:: WORK TO COMPLETE ::
Select every line in the data below that contains the word "pile", matching case exactly, and copy each one out.

:: DATA PROVIDED ::
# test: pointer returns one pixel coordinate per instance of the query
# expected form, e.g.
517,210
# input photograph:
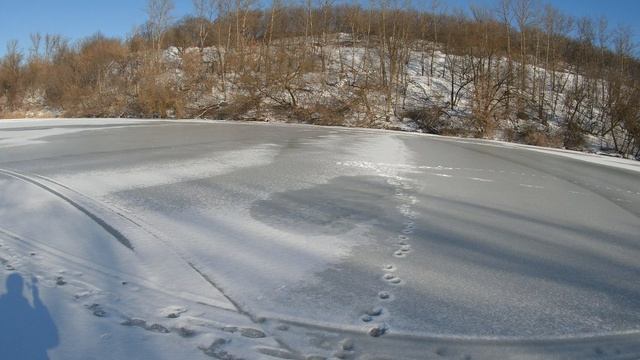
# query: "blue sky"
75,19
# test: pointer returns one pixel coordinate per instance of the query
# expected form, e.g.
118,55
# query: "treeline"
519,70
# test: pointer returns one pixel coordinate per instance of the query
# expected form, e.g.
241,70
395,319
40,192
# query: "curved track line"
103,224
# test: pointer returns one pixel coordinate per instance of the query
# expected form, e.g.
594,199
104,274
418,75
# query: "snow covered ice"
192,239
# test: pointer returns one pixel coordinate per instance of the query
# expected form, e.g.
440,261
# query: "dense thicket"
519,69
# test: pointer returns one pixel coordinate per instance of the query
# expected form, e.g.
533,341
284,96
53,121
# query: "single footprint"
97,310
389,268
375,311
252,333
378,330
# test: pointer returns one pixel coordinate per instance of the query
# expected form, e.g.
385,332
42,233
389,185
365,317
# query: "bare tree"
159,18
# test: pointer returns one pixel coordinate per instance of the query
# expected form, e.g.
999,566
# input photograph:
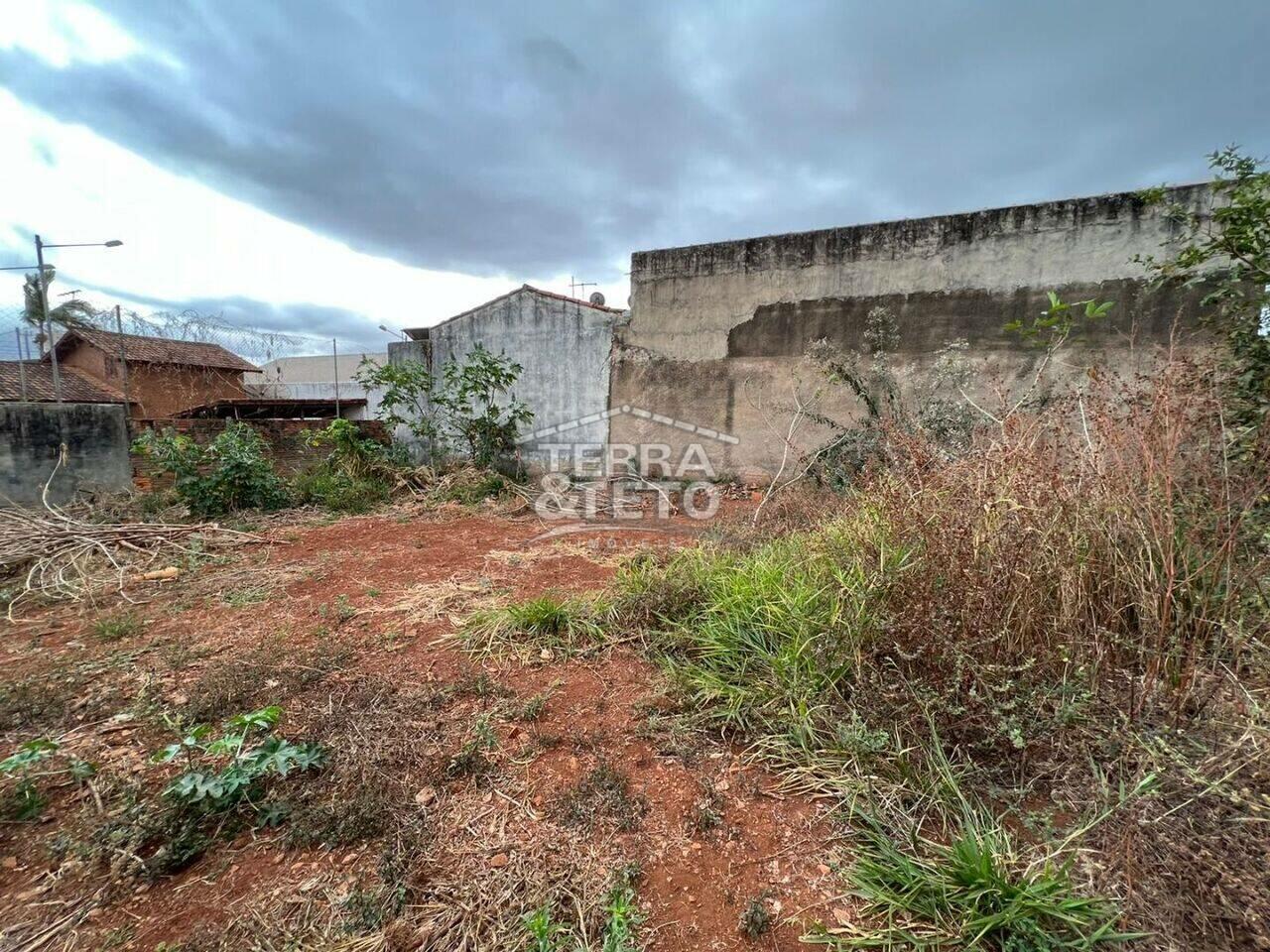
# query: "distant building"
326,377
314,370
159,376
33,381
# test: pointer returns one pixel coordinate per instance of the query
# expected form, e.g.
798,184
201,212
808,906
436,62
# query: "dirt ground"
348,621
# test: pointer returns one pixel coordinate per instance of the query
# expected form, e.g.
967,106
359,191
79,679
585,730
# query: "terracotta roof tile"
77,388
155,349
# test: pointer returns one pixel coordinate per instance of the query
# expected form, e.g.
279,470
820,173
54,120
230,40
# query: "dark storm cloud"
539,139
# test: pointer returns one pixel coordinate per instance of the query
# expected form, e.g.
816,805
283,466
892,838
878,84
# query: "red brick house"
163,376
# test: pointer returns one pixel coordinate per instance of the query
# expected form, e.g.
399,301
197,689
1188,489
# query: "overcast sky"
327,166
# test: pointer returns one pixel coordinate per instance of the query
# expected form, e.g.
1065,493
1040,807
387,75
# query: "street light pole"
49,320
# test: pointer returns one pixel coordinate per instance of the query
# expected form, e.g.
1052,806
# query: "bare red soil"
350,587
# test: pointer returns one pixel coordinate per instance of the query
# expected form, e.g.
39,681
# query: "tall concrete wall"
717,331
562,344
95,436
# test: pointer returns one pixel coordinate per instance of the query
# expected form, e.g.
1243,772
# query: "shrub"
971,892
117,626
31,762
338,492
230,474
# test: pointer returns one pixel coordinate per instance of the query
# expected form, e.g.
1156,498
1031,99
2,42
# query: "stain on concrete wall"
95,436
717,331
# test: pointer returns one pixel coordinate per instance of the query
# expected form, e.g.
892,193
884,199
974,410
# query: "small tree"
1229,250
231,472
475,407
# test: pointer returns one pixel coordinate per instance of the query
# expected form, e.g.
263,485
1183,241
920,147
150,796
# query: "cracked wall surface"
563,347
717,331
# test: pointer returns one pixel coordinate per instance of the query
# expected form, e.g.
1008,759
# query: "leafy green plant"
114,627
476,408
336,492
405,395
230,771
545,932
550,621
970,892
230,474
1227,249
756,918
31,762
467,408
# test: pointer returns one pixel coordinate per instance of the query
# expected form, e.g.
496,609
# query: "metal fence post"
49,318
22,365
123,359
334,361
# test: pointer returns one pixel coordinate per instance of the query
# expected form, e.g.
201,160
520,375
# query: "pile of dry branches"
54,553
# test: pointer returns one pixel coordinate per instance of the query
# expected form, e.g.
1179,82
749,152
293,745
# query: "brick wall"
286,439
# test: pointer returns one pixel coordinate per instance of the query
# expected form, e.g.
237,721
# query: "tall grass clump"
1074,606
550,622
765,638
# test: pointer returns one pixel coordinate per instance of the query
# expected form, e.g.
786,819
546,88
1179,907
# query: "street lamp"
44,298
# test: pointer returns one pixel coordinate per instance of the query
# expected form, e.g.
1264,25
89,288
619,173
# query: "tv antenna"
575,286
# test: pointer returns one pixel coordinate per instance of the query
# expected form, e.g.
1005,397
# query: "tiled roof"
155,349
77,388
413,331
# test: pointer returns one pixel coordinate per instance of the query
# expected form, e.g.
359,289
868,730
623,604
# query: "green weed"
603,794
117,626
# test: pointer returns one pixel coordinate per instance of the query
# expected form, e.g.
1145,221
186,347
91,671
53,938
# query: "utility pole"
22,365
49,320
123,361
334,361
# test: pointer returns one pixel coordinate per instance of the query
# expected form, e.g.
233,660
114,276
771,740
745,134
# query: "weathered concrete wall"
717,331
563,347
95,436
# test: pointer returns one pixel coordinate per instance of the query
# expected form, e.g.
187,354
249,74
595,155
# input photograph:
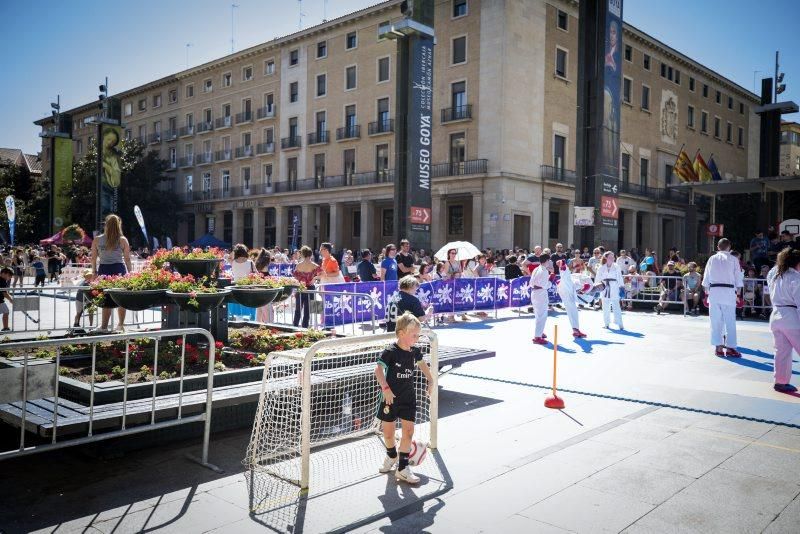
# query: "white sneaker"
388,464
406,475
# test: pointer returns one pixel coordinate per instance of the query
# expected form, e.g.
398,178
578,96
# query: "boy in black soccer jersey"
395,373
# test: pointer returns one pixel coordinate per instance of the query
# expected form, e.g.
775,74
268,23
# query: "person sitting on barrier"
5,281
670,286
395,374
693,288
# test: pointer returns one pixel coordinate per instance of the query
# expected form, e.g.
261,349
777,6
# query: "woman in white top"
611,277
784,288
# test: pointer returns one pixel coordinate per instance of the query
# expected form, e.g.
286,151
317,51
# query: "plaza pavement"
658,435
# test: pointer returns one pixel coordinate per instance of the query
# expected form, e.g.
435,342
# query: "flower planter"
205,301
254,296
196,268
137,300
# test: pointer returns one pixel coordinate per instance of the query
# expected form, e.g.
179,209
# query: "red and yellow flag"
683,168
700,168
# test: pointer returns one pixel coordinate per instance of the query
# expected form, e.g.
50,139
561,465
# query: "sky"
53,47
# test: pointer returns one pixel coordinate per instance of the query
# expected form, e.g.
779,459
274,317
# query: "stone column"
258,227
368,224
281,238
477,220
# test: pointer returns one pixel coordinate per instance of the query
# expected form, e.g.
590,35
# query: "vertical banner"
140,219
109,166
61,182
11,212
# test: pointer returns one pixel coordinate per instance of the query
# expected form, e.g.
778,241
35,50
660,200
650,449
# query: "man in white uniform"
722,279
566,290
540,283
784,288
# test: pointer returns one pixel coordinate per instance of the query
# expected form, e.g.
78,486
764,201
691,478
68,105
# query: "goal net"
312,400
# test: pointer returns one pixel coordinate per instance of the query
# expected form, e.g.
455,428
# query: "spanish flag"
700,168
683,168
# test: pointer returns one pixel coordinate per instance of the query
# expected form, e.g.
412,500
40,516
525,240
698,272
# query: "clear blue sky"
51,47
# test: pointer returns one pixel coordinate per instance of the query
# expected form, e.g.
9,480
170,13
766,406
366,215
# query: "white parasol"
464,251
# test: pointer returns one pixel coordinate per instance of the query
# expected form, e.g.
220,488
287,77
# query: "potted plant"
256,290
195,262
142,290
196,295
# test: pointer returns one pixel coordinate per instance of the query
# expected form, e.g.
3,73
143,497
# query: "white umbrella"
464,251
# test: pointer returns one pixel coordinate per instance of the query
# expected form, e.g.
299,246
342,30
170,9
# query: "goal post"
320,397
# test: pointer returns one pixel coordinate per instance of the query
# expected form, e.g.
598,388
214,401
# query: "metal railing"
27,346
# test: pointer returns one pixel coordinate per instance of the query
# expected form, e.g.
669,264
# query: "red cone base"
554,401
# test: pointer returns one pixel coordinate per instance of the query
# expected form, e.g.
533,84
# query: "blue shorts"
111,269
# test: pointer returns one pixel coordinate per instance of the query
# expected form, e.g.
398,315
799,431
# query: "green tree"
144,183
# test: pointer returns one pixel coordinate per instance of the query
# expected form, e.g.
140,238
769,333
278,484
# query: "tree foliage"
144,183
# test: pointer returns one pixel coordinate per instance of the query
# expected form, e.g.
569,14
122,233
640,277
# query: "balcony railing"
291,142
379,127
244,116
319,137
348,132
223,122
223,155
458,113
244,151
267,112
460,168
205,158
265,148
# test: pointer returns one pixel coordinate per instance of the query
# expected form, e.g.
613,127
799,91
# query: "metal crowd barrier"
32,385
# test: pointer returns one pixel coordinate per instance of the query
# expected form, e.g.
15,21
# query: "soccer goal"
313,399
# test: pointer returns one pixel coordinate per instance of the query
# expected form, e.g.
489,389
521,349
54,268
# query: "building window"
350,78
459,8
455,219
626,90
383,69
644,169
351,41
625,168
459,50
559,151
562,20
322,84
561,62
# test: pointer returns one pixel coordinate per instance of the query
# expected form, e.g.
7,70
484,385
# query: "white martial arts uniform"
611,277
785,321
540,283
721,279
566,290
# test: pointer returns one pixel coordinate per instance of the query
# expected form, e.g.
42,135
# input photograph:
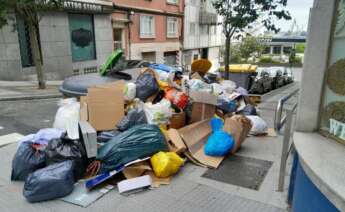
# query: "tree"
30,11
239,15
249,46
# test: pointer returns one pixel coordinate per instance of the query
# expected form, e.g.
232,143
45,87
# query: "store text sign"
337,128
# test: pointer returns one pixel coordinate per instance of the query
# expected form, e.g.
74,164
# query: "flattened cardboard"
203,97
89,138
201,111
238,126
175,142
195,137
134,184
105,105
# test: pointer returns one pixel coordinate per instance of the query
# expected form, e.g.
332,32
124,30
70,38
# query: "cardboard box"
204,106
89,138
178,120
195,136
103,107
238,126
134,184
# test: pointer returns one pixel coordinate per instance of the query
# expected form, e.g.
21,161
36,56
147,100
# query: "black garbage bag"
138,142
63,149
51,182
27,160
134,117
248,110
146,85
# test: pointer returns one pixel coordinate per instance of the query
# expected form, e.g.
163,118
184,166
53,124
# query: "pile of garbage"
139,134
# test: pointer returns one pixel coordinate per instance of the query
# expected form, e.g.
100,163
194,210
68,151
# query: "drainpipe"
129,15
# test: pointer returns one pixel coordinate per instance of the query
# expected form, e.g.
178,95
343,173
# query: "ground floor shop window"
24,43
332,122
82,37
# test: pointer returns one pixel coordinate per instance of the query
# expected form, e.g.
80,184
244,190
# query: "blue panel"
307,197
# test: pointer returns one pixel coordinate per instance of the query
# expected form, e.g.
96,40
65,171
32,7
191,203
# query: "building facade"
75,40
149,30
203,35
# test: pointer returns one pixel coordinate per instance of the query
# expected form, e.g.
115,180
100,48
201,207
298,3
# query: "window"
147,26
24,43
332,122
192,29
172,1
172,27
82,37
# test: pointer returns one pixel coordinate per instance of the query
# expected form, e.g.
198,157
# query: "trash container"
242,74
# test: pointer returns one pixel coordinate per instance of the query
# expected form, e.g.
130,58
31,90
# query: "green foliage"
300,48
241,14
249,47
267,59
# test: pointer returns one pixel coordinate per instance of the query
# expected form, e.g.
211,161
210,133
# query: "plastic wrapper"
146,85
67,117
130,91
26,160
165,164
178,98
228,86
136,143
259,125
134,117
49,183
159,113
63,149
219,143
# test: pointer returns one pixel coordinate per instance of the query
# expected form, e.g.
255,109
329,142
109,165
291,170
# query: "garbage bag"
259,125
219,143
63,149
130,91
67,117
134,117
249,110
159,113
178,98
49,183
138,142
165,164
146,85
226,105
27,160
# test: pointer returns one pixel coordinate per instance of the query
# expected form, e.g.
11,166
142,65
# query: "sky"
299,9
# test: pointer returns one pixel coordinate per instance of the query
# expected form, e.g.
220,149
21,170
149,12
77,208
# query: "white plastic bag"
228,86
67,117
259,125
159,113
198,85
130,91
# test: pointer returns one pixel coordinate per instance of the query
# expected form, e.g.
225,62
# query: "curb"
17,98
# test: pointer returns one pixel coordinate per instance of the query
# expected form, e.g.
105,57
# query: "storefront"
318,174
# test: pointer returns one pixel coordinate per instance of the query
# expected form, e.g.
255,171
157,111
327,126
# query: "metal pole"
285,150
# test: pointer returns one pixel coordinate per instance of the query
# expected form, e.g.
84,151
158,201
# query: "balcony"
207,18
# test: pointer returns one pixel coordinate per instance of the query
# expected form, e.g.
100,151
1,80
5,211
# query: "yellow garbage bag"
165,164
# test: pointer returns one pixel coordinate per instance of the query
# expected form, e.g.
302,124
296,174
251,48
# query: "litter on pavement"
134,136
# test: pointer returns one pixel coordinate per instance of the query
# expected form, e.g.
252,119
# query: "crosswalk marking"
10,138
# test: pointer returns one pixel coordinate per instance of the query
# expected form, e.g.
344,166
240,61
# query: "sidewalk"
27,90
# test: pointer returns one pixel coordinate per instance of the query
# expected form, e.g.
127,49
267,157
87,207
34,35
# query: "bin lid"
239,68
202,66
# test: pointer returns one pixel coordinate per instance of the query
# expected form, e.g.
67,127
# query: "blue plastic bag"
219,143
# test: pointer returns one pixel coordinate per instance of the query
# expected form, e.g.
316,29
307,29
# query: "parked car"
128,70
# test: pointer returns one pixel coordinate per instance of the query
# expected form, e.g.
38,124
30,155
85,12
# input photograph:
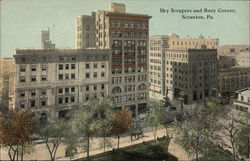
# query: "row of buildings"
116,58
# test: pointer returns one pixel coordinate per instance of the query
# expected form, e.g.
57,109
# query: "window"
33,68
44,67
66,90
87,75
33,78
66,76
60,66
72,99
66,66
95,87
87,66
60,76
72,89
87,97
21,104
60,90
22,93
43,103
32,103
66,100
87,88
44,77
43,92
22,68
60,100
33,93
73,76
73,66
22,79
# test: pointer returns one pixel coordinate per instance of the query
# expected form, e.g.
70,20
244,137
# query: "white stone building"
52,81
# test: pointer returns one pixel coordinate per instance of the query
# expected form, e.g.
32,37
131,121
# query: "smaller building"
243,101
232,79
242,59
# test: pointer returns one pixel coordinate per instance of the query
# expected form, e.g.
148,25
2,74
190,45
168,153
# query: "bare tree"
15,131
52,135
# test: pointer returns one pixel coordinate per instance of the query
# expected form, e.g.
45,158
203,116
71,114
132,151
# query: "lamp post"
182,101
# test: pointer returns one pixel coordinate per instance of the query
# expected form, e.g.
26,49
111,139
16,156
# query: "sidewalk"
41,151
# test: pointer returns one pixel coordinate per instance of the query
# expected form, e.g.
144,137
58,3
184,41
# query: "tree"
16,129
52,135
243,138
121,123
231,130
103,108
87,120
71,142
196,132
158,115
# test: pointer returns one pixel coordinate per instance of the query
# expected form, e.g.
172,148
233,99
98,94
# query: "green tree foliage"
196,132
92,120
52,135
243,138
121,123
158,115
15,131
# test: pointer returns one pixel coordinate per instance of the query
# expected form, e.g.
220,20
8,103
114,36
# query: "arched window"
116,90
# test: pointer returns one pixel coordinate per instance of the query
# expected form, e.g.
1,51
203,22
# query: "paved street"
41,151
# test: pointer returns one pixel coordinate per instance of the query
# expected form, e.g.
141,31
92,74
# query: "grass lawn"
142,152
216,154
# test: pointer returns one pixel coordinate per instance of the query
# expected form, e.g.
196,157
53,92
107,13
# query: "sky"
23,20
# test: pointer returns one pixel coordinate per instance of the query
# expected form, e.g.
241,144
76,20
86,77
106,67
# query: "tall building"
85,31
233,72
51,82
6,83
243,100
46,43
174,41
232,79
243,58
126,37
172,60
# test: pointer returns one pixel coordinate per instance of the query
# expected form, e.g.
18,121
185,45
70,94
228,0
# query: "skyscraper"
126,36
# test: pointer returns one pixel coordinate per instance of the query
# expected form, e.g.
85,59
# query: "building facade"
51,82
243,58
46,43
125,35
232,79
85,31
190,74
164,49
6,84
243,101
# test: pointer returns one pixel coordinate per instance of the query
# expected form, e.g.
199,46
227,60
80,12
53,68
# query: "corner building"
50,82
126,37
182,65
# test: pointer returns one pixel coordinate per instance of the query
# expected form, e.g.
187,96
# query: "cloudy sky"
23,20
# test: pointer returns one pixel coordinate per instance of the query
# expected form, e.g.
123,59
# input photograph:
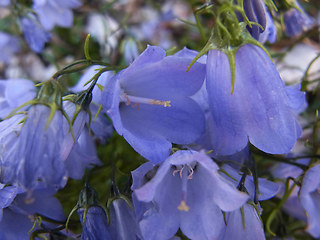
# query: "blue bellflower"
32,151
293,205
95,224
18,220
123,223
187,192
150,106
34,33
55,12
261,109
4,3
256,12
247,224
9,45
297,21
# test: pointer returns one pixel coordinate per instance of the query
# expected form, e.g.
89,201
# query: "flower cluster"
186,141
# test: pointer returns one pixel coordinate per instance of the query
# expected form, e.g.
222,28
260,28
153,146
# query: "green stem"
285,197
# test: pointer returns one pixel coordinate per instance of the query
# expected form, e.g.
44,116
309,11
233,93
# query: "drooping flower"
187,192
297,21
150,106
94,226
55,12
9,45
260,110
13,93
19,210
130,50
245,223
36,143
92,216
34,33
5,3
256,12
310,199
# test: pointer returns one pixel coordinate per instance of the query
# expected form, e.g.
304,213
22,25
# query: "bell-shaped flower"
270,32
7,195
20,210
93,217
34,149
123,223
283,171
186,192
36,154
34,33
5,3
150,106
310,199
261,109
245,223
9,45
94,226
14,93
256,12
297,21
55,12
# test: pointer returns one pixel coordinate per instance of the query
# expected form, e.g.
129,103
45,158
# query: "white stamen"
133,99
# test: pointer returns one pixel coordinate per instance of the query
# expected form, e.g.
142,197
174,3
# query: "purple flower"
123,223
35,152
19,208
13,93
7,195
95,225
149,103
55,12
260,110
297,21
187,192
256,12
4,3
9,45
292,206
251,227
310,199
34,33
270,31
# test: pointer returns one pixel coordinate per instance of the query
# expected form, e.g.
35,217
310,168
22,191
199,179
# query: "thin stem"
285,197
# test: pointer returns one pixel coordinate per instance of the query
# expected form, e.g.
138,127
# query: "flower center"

:: RIGHT ANSWER ::
# query: "pile of dry branches"
# query: "pile of garbage"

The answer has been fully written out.